**Extracted text**

◇ ◇ ◇ ◇ ◇ ◇ ◇

Day 11: Sunday, June 24, 2018: London We will transfer to Heathrow Airport for our return flights to the States (B)

Please note this itinerary is copyrighted.

Our hotels are chosen for their  quality ,  amenities  and  proximity to areas of interest . Whenever possible, we choose hotels in town centers, so that you are able to go off and explore in your free time. It may be necessary for us to substitute hotels for others of equal quality. You will be fully informed of any changes that affect you. Enjoy your stay!

Windsor, England June 15-16, 2018 Harte & Garter Hotel 31 High St Windsor SL4 1PQ

Oxford, England June 16-19, 2018 Spires Hotel Oxford Abingdon Road Oxford OX1 4PS

Salisbury, England June 19-21, 2018 White Hart 1 St John’s Street Salisbury, SP1 2SD

London, England June 21-24, 2018 The Meliá White House Albany Street Regent´s Park London, NW1 3UP

We can either assist you with flights, or you are welcome to book your own. We do ask that you wait until the tour is a guaranteed departure before booking non-refundable airfare. Please ensure we have a copy of your flight itinerary for our records as soon as you have booked it.

What’s included in the price of $3,499?

◇ ◇ ◇ ◇ ◇ ◇ ◇

**Extracted entries**

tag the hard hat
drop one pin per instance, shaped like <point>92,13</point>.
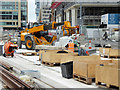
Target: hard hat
<point>70,40</point>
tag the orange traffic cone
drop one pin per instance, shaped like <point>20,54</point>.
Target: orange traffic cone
<point>90,46</point>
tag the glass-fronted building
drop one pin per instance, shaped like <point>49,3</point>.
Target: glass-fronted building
<point>13,14</point>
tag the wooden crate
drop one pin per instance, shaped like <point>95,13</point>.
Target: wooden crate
<point>53,56</point>
<point>115,53</point>
<point>85,65</point>
<point>108,74</point>
<point>30,53</point>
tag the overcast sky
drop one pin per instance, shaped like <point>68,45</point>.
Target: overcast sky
<point>31,11</point>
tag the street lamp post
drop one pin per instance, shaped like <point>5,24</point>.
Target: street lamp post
<point>80,30</point>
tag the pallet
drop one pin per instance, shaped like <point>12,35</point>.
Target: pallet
<point>51,64</point>
<point>107,86</point>
<point>83,79</point>
<point>30,54</point>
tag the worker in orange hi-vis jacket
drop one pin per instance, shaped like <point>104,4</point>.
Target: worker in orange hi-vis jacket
<point>71,45</point>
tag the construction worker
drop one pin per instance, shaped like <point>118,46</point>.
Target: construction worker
<point>71,45</point>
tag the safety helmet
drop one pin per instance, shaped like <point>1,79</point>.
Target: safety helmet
<point>70,40</point>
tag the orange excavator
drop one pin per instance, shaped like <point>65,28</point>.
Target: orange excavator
<point>37,34</point>
<point>9,49</point>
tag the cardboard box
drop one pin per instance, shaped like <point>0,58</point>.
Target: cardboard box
<point>85,65</point>
<point>108,74</point>
<point>109,52</point>
<point>114,53</point>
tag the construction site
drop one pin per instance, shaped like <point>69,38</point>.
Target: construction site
<point>72,45</point>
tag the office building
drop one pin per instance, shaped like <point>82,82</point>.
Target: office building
<point>13,14</point>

◇ ◇ ◇ ◇ ◇ ◇ ◇

**Tasks and exercises**
1) Reproduce the passage of the tour itinerary from "Salisbury, England June" up to and including "price of $3,499?".
2) Continue the tour itinerary text from the point where it ends.

**Outputs in order**
1)
Salisbury, England June 19-21, 2018 White Hart 1 St John’s Street Salisbury, SP1 2SD

London, England June 21-24, 2018 The Meliá White House Albany Street Regent´s Park London, NW1 3UP

We can either assist you with flights, or you are welcome to book your own. We do ask that you wait until the tour is a guaranteed departure before booking non-refundable airfare. Please ensure we have a copy of your flight itinerary for our records as soon as you have booked it.

What’s included in the price of $3,499?

2)
Price based on a minimum of 20 participants

Your Tour Includes

•  Transportation: via private, deluxe air-conditioned motor coach •  Oyster card for public transport in London •   Accommodations (double-occupancy) in centrally located 3-star or 4-star hotels •   Meals as indicated in the itinerary •   Professional Blue Badge tour director •   Local step-on guides for city tours and major attractions •   Entrance fees included as per itinerary •   All transfers, as a group •   Baggage handling (1 piece of baggage per guest) •   All taxes and tips except as indicated below

Your Tour Does Not Include

•   Round-trip air transportation (assistance available) •   Meals and beverages not identified in itinerary •   Single supplement ($800) •   Items of a personal nature, such as passports and visas. Passports must be valid for 6 months beyond return date. •   Optional Insurance (group insurance available) •   Gratuities for tour director, and driver

Payment Schedule

•   Deposit of $350 will secure your place on the tour. Please send all payments to Reformation Tours, P.O Box 854, Belleville, IL 62222. •   Final invoices will be sent in February 2018 •   Final payment is due by March 31, 2018 •   Reservations will be accepted after March 31, 2018, subject to availability

We recommend the Professional Plan offered by Roam Right Insurance, a division of Arch Insurance Company. We include $500 coverage in your tour price and you are welcome to upgrade to cover the full tour premium. The cost of the tour insurance is the tour cost (minus $500) x 6.14%. This will be automatically added to your invoice.

Cancellations

Regardless of reason, cancellations are costly. To offset these costs the following fees will apply, plus any non-recoverable expenses to our suppliers: From time of deposit to until 100 days before departure: $100 From 99-15 days prior to departure: $350 plus any non refundable deposits 14 days or less prior to departure: No refund– Cancellation charges also apply to additional accommodation reserved prior to and after the tour. – Cancellations must be received in writing by 5:00 p.m. central time on the last business day of the applicable time period. – For flight changes or cancellations, revision fees and/or airline cancellation charges will apply. – Roommates canceling can result in a single supplement charge for the roommate. The Participant who cancels will be responsible for that charge if a substitute roommate cannot be found. – Trip Cancellation and Interruption Insurance is strongly recommended. Reformation Tours cannot assume responsibility for any additional costs or fees relating to the issuance and/or cancellation of air tickets or other arrangements not made through Reformation Tours.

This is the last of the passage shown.